• [Dataset rows]:
^^^^

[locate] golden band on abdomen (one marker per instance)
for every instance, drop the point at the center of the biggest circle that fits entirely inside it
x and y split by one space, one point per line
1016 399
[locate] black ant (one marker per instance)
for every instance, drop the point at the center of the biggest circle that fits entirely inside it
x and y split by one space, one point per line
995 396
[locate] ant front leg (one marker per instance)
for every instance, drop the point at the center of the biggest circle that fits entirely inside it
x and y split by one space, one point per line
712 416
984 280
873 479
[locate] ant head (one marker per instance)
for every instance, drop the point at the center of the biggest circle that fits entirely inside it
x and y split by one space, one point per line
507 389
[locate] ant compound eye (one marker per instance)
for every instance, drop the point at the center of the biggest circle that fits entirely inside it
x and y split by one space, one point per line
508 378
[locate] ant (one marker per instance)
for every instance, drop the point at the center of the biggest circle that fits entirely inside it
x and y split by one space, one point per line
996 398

^^^^

• [Instructions to follow]:
Set down, unchanged, the line that contains "[locate] black ant (one marker per instance)" together with every later line in the records, through the last one.

• [Correct response]:
[locate] black ant (one marker per instance)
for every instance, drop the point at the center of the biggest circle that fits entirely inside it
x and y split by one space, one point per line
995 396
[locate] ant front leg (one marker per instance)
for every instance, drop the point at the center of the biggest circle that fits entirely inside it
x and y split by one space, one point per line
712 416
984 280
873 479
[locate] ant head (one marker per instance)
for every instance, drop the point at the center of the biggest circle that fits entirely inside it
x and y split by one space, one point per line
507 389
[locate] ant compound eye (one marker per instance)
for every instance, drop the point at the center of the biggest circle that fits entirely inside it
x and y split by one space, one point per line
508 378
[locate] ant (one marker per instance)
for every instance, drop the point at the center of the biggest circle that fits entirely inside it
x and y split by one space, one point per line
996 398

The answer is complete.